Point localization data
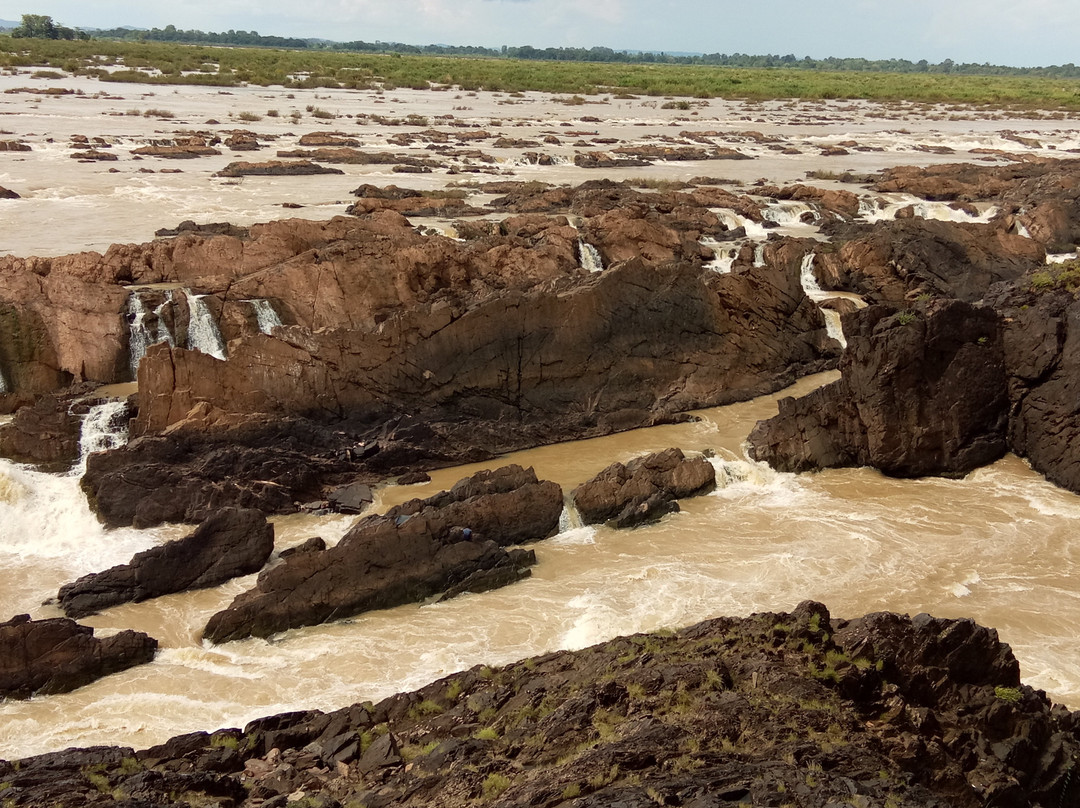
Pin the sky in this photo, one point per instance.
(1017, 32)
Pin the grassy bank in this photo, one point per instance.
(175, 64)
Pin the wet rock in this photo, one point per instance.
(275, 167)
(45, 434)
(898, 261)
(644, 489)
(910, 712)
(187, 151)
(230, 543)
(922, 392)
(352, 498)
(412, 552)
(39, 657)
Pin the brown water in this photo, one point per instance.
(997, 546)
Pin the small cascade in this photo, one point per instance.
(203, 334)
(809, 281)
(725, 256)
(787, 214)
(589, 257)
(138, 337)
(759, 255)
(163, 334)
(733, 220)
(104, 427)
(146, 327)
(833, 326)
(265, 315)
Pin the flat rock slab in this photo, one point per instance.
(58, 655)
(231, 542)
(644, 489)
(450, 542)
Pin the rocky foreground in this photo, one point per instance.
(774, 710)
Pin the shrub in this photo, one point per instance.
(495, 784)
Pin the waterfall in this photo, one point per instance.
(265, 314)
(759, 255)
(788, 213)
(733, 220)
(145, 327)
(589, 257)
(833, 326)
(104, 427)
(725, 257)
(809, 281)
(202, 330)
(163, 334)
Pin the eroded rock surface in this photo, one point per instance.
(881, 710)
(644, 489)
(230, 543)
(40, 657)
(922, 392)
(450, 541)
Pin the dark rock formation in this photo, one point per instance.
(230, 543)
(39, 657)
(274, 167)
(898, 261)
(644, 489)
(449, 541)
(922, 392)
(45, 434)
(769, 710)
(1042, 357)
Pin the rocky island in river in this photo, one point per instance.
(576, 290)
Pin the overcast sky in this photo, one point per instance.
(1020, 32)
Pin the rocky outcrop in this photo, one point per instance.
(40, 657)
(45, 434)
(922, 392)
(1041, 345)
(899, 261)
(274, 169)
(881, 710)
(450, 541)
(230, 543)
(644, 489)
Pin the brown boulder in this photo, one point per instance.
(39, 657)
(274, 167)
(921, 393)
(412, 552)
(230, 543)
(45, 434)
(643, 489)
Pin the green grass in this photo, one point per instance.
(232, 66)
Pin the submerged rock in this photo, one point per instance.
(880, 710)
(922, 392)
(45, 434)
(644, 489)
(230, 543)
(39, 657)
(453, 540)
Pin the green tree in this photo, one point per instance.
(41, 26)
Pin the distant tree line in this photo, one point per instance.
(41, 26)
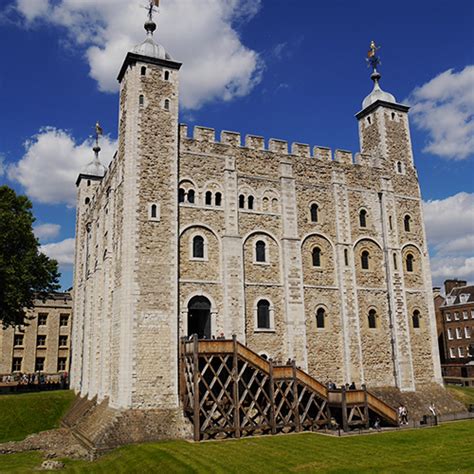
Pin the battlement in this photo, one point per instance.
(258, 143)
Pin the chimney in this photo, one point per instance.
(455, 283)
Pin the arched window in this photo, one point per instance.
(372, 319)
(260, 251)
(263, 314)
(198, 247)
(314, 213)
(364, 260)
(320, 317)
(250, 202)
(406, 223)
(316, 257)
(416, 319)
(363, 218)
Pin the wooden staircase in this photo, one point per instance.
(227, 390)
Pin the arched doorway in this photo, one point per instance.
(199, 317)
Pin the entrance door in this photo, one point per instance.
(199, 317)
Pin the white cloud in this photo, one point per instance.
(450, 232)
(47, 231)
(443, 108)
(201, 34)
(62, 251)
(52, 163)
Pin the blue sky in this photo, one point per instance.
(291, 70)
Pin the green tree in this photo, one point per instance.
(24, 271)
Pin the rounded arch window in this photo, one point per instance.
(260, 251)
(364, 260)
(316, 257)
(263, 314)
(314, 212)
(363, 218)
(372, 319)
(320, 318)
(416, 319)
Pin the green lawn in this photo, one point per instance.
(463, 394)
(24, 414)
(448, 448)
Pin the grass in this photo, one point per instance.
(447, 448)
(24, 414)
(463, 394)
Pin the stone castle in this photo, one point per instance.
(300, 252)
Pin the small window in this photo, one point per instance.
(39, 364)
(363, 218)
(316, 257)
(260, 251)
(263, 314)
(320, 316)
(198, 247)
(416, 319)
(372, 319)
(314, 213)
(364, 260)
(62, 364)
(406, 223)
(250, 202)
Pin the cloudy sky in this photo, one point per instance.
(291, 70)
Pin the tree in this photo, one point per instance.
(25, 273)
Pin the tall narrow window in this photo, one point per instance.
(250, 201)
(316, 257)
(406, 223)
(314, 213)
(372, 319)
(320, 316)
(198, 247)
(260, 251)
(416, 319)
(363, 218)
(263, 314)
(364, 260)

---

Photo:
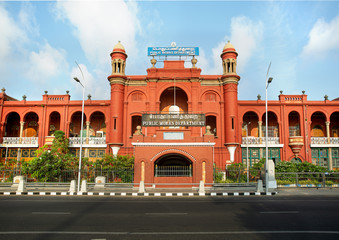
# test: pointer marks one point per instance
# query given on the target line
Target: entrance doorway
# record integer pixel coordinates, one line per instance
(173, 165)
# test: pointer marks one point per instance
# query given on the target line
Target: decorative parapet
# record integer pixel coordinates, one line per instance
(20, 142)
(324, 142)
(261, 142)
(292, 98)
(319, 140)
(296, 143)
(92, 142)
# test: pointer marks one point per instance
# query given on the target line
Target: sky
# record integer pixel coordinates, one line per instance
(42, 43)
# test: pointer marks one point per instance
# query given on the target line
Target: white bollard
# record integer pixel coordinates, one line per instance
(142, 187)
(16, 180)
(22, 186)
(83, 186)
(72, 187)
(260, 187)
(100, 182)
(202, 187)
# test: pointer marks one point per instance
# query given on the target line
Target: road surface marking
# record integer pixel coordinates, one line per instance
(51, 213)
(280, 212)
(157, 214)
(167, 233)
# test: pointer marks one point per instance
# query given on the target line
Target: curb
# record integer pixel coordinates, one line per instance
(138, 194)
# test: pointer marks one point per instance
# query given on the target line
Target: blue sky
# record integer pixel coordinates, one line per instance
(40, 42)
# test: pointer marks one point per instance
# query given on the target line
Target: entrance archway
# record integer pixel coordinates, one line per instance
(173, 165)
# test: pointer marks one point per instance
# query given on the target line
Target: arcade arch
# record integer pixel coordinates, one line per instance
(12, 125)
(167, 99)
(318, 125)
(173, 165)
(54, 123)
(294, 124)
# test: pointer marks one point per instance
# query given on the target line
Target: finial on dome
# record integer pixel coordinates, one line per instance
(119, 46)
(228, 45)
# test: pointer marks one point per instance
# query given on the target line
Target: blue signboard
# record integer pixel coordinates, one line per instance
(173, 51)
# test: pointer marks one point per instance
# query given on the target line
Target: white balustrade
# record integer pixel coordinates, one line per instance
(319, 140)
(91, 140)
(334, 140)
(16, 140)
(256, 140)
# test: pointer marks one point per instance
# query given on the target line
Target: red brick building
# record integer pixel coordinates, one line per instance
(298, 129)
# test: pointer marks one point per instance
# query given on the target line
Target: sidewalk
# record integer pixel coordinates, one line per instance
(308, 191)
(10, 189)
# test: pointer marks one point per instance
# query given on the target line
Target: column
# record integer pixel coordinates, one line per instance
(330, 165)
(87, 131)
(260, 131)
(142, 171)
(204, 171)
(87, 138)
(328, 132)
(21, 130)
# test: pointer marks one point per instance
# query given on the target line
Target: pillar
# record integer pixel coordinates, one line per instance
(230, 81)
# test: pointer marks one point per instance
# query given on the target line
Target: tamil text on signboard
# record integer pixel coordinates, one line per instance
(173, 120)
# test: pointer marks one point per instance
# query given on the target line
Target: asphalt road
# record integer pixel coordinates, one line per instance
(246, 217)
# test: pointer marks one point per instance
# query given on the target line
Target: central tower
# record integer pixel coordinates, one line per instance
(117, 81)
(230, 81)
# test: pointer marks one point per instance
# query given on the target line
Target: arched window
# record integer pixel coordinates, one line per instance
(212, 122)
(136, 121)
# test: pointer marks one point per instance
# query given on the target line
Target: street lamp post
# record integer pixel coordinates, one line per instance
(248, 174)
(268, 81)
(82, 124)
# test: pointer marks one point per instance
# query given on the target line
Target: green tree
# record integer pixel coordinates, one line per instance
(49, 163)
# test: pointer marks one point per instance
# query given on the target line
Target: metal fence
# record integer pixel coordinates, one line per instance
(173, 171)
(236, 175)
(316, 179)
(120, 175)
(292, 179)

◆ Work task: Among the records above, how many lines carry the string "signboard"? Reply with the number alone.

◆ Response to the task: 2